— Task statement —
Please return every line of the records that contains the word "strip", treating case as significant.

— Exercise materials —

** BEGIN **

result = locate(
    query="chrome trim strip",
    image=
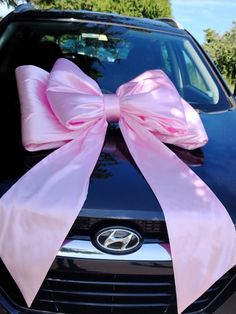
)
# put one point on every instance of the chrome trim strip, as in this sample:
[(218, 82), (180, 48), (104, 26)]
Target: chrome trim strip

** END **

— Solved exercise —
    query="chrome trim strip",
# put one point on every instance of the chrome trim strip, as in this sample:
Target: chrome trim strip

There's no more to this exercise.